---- PASSAGE
On Sat, 05 Jul 2003 10:04:18 +0000, foobar wrote:

Recently I've heard the phrase "Make sure your in top physical shape"
quite frequently. One day I was thinking, well what exactly does that
mean....
(snip)

IMHO, there are 2 aspects to this:

1. You need to be able to do the task you set out to do. In other words,
when you toss the kitchen sink into the backpack, you need to be able to
hoist it on your shoulders, and get it where it needs to go. (I once -
many years ago - carried about 150# on a porter frame. I learned the hard
way that you ***can't*** put that kind of weight on by yourself.)
Realizing that you're beyond your physical abilities is not a good
feeling.
(snip)


Amen to that. And the important point to take out of it is that
being in shape to haul 30-50 lbs (or more, God help you) of
gear for several hours on end, for several days running, looks
nothing like being able to run a mile without stopping. If you
want to put your muscles into shape for backpacking, don't
try to get there on a stationary bike. Weight lifting might help
some, if you are doing endurance workouts instead of muscle
mass-building ones, but by far the best training is to put on a
backpack with some amount of weight in it and get out the door.
--------
TO DO:
A – Copy the backpacking fitness post word for word, everything from "On Sat, 05 Jul" down to "on by yourself.)".
B – Continue the backpacking fitness post from where it stops.
The data that follows isn't needed for anything here.
---- DATA SECTION
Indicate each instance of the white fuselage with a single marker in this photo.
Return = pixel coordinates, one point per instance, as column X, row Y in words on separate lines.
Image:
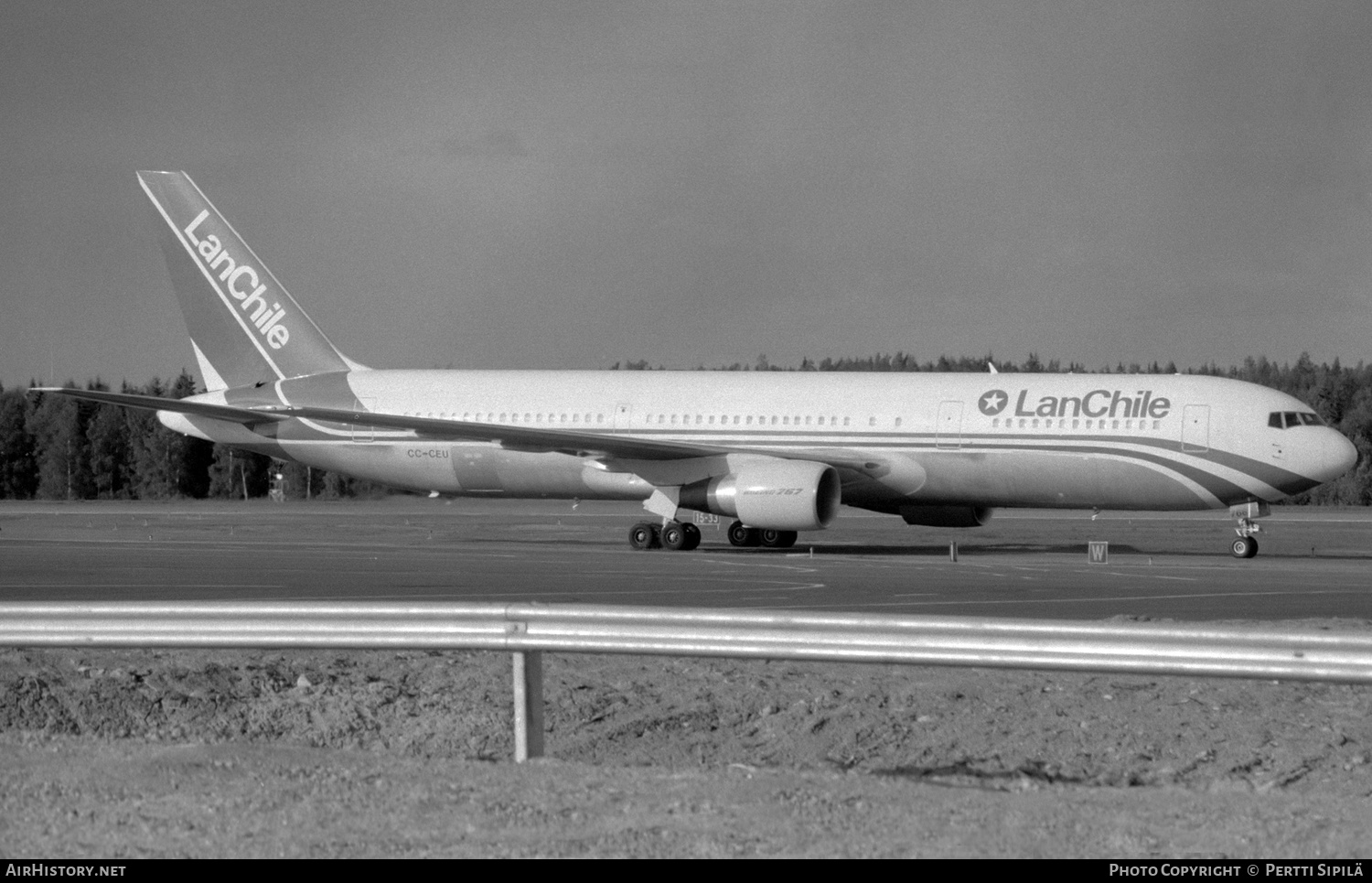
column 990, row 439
--------
---- DATA SECTION
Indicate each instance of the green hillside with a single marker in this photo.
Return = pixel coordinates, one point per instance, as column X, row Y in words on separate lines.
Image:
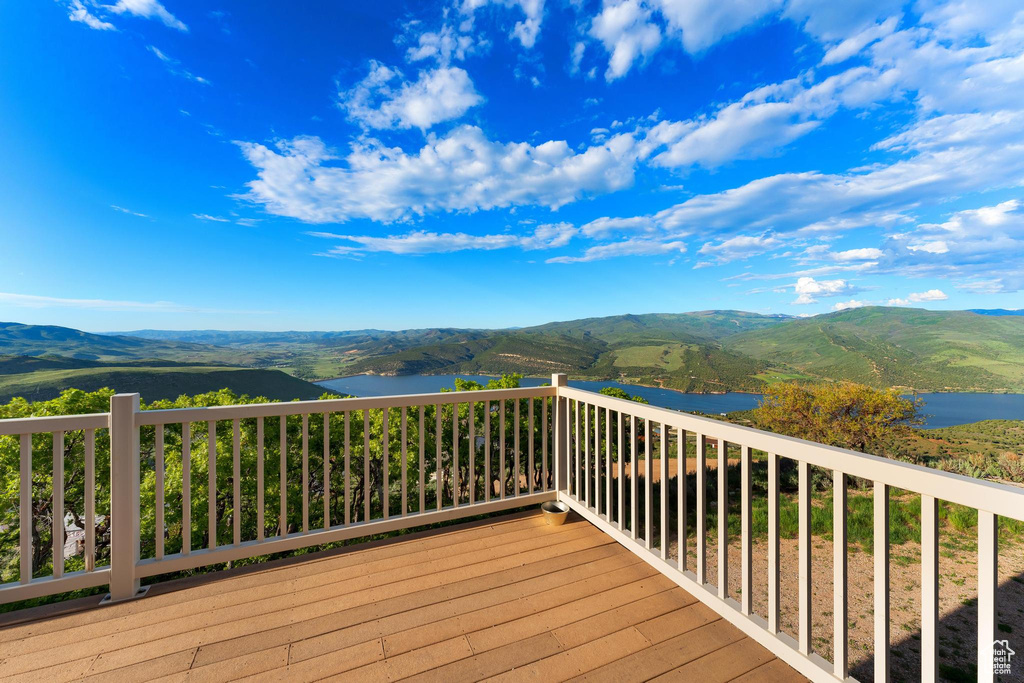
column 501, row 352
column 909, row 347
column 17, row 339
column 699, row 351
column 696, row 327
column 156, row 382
--------
---- DATA SECTION
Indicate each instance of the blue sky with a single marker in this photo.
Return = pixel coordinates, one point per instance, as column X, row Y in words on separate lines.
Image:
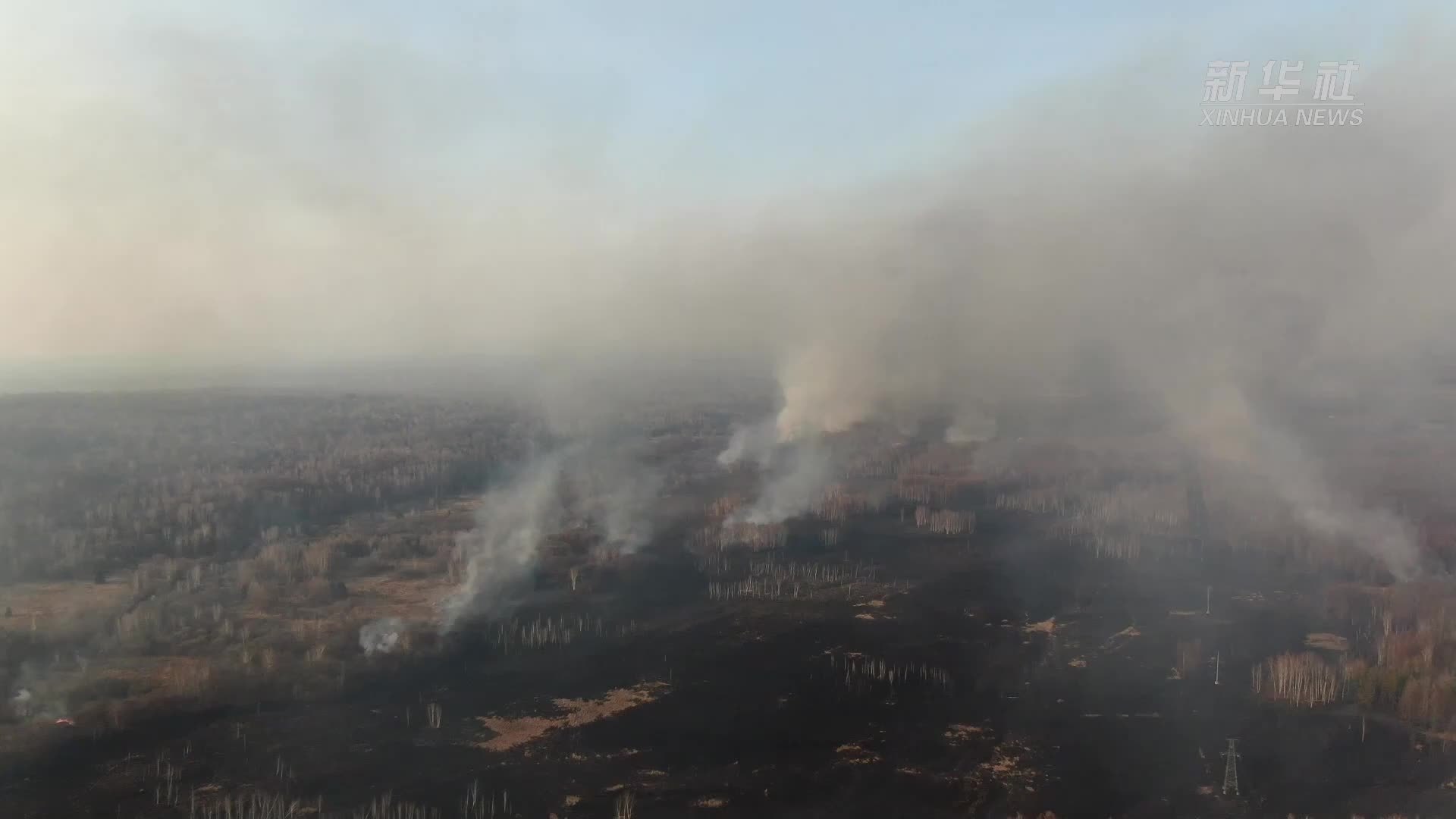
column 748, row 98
--------
SET OF ANSWERS:
A –
On Sat, 05 Jul 2003 10:04:18 +0000, foobar wrote:

Recently I've heard the phrase "Make sure your in top physical shape"
quite frequently. One day I was thinking, well what exactly does that
mean....
(snip)

IMHO, there are 2 aspects to this:

1. You need to be able to do the task you set out to do. In other words,
when you toss the kitchen sink into the backpack, you need to be able to
hoist it on your shoulders, and get it where it needs to go. (I once -
many years ago - carried about 150# on a porter frame. I learned the hard
way that you ***can't*** put that kind of weight on by yourself.)

B –
2. You need to know your limitations. The vast majority of people
overestimate their physical abilities. We (most of us, anyway) believe
that we're better, faster, stronger than we were 20 years ago.


Again, agreed. Start out a little on the light side, then you can
increase the weight you carry as you get comfortable with the
current load. Heck, if playing with weight plates is too annoying,
just throw your gear in the pack, and go have a nice picnic lunch
someplace. (One can always use a little more field practice
priming and lighting that dang stove, too...)

You probably won't end up looking like Mr. Universe with
this regimen, but you unquestionably will develop your ability
to carry a pack.

--Tom

(crossposts to misc.fitness.misc, rec.climbing removed, as the
answers pertinent to those activities will be very different...)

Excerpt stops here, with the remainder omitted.